PROBLEM DESCRIPTION | Find the string "sleeve" in the records. Copy each line that has it.

Natural language region descriptions:
*-*-*

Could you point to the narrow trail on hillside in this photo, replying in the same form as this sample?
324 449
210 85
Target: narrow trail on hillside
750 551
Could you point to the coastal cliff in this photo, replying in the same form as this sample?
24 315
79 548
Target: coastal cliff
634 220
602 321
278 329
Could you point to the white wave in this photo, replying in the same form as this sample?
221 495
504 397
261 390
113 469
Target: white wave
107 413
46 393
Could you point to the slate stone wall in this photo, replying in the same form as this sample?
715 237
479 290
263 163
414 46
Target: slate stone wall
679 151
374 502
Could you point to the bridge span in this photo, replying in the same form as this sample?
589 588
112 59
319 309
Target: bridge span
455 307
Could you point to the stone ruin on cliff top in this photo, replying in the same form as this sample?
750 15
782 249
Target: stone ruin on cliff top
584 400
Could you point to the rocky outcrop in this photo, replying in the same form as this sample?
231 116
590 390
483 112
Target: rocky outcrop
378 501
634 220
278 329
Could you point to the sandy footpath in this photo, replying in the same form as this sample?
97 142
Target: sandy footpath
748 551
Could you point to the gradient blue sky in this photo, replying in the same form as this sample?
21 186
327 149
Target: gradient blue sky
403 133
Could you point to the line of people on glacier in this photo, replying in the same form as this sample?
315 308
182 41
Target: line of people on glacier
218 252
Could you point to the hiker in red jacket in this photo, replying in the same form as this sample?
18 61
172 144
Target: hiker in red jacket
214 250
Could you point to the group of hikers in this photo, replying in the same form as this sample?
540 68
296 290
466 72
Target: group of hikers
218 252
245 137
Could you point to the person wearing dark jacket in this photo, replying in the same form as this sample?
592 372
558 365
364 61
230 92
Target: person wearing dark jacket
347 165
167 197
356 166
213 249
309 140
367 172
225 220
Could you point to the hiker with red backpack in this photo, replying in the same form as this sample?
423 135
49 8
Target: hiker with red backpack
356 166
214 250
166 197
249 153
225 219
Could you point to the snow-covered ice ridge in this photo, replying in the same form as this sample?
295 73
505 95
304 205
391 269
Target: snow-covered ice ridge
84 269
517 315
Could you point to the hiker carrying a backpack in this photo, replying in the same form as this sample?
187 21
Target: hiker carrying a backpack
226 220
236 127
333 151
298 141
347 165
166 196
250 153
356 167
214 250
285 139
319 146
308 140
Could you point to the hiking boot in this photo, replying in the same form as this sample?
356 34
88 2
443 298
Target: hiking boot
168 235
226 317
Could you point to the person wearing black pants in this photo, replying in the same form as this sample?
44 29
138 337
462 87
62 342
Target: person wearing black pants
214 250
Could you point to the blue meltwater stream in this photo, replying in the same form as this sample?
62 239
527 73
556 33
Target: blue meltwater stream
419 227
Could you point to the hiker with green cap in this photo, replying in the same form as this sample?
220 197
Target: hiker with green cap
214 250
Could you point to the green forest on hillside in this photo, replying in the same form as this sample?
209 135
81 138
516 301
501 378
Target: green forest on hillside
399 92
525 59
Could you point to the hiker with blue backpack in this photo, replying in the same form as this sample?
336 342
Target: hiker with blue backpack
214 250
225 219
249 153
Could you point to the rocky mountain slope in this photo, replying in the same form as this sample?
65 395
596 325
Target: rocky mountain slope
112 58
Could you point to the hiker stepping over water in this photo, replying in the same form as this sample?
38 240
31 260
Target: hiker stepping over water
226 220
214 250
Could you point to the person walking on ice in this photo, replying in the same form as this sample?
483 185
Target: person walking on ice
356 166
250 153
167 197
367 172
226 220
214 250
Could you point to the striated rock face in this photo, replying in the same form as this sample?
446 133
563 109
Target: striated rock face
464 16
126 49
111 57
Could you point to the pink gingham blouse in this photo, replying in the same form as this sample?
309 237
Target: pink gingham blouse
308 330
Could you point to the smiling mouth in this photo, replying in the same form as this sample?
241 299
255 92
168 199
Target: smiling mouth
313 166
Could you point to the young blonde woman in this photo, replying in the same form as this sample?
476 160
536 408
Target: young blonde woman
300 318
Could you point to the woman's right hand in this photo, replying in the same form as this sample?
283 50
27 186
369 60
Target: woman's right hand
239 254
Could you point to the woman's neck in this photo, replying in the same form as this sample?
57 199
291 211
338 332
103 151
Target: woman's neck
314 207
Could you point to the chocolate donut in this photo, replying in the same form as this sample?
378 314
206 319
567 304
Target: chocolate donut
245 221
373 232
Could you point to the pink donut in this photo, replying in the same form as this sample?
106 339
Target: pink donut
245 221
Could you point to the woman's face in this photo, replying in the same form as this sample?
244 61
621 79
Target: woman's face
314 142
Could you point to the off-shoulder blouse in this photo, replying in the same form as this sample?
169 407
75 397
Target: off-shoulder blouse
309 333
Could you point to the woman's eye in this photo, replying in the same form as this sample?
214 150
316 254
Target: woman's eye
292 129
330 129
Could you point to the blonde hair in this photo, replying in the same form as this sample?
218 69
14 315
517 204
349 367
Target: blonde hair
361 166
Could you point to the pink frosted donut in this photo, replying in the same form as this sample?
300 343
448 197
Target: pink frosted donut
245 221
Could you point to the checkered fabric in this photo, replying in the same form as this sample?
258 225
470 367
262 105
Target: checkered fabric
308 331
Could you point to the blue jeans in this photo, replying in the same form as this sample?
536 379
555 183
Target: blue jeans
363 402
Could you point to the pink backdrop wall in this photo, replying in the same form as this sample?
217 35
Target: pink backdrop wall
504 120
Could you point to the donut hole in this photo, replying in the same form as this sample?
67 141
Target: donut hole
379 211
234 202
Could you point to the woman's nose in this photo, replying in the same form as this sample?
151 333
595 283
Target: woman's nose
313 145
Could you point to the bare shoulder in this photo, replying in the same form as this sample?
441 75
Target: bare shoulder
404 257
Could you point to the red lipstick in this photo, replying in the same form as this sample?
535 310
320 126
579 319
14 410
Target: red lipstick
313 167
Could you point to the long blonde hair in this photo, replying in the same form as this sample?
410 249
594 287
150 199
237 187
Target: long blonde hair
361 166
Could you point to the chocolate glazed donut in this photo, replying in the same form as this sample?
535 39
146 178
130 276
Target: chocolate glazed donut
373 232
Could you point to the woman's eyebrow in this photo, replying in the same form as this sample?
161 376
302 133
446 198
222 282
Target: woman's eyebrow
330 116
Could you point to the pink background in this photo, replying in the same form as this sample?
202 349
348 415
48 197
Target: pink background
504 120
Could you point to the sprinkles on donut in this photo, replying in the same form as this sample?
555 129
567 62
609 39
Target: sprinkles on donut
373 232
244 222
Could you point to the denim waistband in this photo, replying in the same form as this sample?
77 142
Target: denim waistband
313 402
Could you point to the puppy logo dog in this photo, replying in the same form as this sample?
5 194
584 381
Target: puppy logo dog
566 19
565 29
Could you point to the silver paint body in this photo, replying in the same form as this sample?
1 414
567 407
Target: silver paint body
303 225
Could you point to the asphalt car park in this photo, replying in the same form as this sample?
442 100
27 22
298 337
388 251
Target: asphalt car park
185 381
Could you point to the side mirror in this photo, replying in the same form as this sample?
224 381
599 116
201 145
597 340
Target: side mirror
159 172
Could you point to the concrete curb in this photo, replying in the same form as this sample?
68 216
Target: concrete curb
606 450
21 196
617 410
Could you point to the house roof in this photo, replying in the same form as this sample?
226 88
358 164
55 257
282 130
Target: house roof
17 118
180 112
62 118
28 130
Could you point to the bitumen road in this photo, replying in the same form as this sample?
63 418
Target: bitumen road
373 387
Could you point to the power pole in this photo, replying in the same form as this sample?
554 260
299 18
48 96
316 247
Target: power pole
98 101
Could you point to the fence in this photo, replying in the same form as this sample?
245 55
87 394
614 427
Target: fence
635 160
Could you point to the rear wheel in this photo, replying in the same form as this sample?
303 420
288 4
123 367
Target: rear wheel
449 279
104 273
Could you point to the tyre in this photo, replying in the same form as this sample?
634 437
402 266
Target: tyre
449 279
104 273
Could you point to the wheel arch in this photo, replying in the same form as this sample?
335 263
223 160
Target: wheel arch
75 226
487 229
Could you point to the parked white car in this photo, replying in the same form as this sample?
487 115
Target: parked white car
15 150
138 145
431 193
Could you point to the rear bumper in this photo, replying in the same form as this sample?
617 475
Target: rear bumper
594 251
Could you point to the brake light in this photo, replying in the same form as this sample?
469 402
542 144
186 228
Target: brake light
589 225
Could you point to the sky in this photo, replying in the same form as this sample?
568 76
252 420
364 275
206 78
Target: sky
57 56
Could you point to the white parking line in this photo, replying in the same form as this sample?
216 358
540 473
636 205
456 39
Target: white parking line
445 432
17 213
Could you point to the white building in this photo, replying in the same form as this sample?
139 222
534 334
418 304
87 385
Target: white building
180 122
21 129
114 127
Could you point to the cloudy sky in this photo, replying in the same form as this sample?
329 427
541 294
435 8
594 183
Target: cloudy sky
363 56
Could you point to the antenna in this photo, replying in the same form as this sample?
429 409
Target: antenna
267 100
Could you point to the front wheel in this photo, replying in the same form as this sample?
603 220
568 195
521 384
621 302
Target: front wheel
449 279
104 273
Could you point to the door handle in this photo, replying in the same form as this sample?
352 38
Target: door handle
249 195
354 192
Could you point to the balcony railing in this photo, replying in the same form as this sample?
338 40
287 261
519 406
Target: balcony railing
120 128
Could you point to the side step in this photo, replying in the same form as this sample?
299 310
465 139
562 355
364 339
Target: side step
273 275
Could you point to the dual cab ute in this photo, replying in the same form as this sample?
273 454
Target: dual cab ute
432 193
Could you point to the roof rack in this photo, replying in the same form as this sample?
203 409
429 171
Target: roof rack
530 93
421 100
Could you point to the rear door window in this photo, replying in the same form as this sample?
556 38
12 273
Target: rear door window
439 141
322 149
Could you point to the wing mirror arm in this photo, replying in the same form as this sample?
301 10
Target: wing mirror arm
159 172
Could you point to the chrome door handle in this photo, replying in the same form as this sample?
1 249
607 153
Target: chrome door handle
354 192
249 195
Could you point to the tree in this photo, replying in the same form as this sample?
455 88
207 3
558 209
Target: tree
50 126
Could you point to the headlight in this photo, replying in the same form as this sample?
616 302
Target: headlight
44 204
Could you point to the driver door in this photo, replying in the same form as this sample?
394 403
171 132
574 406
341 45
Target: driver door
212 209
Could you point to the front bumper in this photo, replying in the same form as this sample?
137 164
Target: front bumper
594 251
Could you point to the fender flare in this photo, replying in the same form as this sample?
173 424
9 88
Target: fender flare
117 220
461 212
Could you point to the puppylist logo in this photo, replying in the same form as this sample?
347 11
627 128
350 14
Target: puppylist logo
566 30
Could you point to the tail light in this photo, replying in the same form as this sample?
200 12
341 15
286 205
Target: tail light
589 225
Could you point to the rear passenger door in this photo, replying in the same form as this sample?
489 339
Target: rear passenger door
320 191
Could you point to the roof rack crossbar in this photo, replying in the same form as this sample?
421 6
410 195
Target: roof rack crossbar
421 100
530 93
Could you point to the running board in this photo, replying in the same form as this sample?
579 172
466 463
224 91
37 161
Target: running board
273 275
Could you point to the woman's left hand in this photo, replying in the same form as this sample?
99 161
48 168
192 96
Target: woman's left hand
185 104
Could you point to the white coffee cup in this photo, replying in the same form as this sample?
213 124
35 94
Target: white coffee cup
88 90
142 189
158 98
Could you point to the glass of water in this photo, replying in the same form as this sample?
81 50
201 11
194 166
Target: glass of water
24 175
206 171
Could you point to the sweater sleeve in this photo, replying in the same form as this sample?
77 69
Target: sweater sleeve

*-*-*

RESULT FOR THIS TASK |
Could you point to the sweater sleeve in this photo, replying in the same form as this sample?
Target: sweater sleeve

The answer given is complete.